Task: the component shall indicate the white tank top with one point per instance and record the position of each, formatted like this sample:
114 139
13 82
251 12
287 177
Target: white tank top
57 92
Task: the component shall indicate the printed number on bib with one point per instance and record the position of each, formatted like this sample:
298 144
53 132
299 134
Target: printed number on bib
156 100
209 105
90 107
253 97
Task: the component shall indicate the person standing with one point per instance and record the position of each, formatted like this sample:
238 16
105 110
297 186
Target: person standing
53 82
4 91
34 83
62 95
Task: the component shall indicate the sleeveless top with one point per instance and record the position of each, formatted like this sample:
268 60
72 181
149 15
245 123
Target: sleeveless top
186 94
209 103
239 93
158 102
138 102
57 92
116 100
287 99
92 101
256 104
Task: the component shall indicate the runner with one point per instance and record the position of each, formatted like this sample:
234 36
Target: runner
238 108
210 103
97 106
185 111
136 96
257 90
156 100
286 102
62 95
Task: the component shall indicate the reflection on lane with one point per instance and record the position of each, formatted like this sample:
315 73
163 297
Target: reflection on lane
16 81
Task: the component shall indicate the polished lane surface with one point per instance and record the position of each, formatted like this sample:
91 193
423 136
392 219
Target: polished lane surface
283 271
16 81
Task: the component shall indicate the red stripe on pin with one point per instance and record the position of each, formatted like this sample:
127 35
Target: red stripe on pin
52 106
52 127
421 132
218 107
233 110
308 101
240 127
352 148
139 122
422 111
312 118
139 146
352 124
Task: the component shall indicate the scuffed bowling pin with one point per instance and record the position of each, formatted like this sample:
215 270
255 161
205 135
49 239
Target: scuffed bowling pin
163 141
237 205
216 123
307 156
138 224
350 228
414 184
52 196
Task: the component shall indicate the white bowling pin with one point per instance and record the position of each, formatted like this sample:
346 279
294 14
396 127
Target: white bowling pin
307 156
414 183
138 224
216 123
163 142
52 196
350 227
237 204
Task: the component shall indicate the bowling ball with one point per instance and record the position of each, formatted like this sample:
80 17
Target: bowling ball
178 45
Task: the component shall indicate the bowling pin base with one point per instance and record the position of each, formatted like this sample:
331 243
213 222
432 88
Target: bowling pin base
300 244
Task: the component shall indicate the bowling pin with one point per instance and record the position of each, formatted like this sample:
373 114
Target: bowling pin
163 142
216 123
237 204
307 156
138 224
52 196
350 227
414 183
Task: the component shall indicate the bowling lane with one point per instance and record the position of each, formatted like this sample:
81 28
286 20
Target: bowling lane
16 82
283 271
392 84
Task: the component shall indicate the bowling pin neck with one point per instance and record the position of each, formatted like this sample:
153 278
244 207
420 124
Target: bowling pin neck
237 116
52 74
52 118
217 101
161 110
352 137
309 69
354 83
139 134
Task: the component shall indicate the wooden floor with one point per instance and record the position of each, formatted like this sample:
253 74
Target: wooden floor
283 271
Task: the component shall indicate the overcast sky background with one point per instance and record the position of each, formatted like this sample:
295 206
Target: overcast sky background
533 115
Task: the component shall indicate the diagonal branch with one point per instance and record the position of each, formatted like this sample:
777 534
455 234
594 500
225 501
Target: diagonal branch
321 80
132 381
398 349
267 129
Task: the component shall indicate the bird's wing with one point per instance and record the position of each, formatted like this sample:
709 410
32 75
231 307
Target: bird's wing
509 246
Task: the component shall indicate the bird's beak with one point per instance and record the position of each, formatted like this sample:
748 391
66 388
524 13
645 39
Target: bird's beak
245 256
====
▸ **What you are asked to do**: The required output is the exact sequence of lines from the one containing "Task: the component shall indicate the bowling pin neck" through the end of the listing, both endpoints included.

▸ **Exercise solution**:
Task: the component shall indicate the bowling pin neck with one point per instance and record the position of each, formatted like this sample:
153 278
244 207
420 124
Target: bowling pin neck
237 116
52 74
52 118
217 101
161 110
352 137
309 69
354 83
139 134
Task: the component shall indicate the wooden floor with one point per instance and record the position of each, formatted like this sample:
253 74
Target: wooden floor
283 271
Task: the component shall indicate the overcast sky background with one point per instance and record the position of each, formatted like this sample:
295 206
Target: overcast sky background
533 115
Task: the component shall indicate the diagonal branch with one point per instance and record the position of each, formatted like this sample:
777 534
455 234
594 500
225 501
Target: diagonal branch
321 80
132 381
398 349
267 129
Task: the component shall indicate the bird's wing with one point per instance and record the position of each, formatted like this sample:
709 410
32 75
231 307
Target: bird's wing
509 246
Task: the component shall indicate the bird's beak with one point per instance and record the position of each, formatted like this sample:
748 391
66 388
524 13
645 39
Target: bird's beak
245 256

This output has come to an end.